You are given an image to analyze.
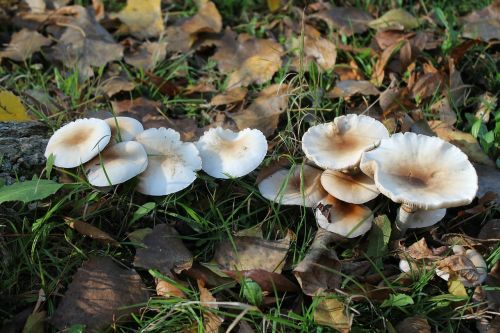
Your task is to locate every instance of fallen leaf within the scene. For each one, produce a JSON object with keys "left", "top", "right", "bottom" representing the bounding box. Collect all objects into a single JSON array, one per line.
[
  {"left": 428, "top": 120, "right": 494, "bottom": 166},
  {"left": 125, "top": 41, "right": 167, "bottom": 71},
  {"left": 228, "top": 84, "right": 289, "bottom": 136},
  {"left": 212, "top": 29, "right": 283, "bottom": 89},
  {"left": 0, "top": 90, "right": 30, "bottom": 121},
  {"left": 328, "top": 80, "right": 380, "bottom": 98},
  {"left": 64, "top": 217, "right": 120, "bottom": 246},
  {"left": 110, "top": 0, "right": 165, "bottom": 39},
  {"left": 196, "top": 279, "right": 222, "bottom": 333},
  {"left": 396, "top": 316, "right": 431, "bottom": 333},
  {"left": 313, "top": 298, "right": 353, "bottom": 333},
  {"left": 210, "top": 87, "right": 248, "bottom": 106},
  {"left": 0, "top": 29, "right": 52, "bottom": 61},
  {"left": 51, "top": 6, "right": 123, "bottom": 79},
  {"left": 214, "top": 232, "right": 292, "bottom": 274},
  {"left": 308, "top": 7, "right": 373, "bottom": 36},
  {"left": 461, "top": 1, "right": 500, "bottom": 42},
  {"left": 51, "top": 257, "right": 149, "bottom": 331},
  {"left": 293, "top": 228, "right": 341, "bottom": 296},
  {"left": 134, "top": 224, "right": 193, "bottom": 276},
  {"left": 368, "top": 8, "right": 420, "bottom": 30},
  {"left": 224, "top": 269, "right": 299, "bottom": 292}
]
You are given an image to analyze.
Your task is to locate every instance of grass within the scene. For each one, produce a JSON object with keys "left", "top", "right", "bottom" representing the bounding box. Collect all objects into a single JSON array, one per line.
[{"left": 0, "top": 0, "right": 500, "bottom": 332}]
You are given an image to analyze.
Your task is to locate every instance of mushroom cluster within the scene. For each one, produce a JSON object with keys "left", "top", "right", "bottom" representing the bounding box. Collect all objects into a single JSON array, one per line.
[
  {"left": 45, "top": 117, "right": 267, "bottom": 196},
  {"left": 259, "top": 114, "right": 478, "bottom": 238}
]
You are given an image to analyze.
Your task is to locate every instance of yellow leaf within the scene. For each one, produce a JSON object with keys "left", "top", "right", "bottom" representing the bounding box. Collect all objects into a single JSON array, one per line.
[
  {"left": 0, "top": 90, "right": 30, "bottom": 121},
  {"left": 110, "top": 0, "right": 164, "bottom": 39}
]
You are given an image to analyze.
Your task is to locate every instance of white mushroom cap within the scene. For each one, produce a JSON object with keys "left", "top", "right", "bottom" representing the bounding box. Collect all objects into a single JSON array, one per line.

====

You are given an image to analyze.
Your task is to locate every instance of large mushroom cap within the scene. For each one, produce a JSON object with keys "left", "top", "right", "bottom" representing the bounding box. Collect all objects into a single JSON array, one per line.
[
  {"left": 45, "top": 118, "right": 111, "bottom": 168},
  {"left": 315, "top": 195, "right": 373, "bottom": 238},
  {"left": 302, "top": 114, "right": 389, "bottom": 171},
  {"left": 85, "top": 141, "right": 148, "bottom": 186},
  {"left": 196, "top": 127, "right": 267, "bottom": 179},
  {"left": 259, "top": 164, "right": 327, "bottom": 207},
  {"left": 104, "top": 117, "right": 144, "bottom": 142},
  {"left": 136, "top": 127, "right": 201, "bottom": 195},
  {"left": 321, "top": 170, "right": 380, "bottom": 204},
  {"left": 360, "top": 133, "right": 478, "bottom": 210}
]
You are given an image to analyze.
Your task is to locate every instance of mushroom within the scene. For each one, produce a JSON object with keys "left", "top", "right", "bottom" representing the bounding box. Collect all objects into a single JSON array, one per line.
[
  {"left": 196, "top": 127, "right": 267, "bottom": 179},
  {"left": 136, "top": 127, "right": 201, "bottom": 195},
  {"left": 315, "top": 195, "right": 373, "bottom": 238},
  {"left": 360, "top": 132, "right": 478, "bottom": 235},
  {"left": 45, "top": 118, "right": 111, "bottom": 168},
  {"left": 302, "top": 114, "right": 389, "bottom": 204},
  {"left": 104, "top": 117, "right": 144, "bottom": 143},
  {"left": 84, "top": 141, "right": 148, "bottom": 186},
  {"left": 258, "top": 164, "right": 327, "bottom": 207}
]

====

Pull out every line of the rows above that contains the string "leaf", matching case exactly.

Your task is to locate every instance of fallen leaf within the scene. For each one, produce a JSON object with keys "left", "top", "right", "bottom" representing the bounding box. Collect all objects into a single JSON array, one per line.
Your task is to locate every instance of yellow leaf within the scene. For each one, produce a JSON object with keys "left", "top", "right", "bottom" representing the bounding box. Collect all objects into a single JSON array, one per line.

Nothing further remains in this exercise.